Stated task: Extract every line of text from the data below, copying each one word for word, and leave the pictures out of your answer.
——
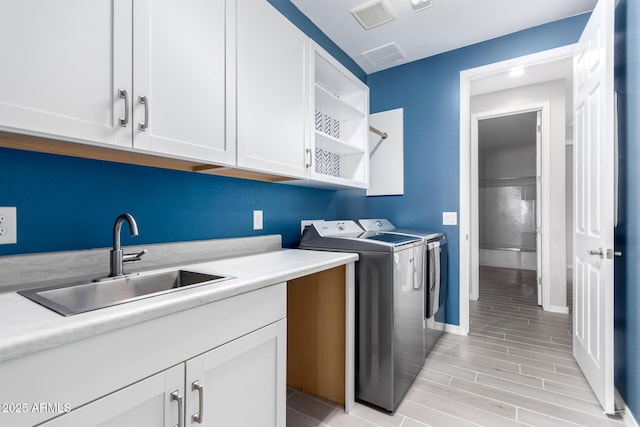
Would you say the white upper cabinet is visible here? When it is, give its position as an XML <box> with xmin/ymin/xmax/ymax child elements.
<box><xmin>0</xmin><ymin>0</ymin><xmax>131</xmax><ymax>146</ymax></box>
<box><xmin>309</xmin><ymin>42</ymin><xmax>369</xmax><ymax>188</ymax></box>
<box><xmin>0</xmin><ymin>0</ymin><xmax>235</xmax><ymax>164</ymax></box>
<box><xmin>236</xmin><ymin>0</ymin><xmax>309</xmax><ymax>178</ymax></box>
<box><xmin>131</xmin><ymin>0</ymin><xmax>235</xmax><ymax>164</ymax></box>
<box><xmin>0</xmin><ymin>0</ymin><xmax>369</xmax><ymax>188</ymax></box>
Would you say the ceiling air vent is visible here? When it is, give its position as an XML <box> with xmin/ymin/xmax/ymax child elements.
<box><xmin>362</xmin><ymin>42</ymin><xmax>407</xmax><ymax>68</ymax></box>
<box><xmin>351</xmin><ymin>0</ymin><xmax>396</xmax><ymax>30</ymax></box>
——
Exercise response:
Would you say the white upper cabinet is visible here? When it is, give its position as an XML <box> with xmin/ymin/xmax/ymax child elements.
<box><xmin>0</xmin><ymin>0</ymin><xmax>131</xmax><ymax>146</ymax></box>
<box><xmin>309</xmin><ymin>42</ymin><xmax>369</xmax><ymax>188</ymax></box>
<box><xmin>0</xmin><ymin>0</ymin><xmax>235</xmax><ymax>164</ymax></box>
<box><xmin>236</xmin><ymin>0</ymin><xmax>309</xmax><ymax>178</ymax></box>
<box><xmin>131</xmin><ymin>0</ymin><xmax>235</xmax><ymax>164</ymax></box>
<box><xmin>0</xmin><ymin>0</ymin><xmax>369</xmax><ymax>188</ymax></box>
Would you say the ceiling air vent is visible here? When it is, give its position as an XML <box> with xmin/ymin/xmax/ymax child elements.
<box><xmin>362</xmin><ymin>42</ymin><xmax>407</xmax><ymax>68</ymax></box>
<box><xmin>351</xmin><ymin>0</ymin><xmax>396</xmax><ymax>30</ymax></box>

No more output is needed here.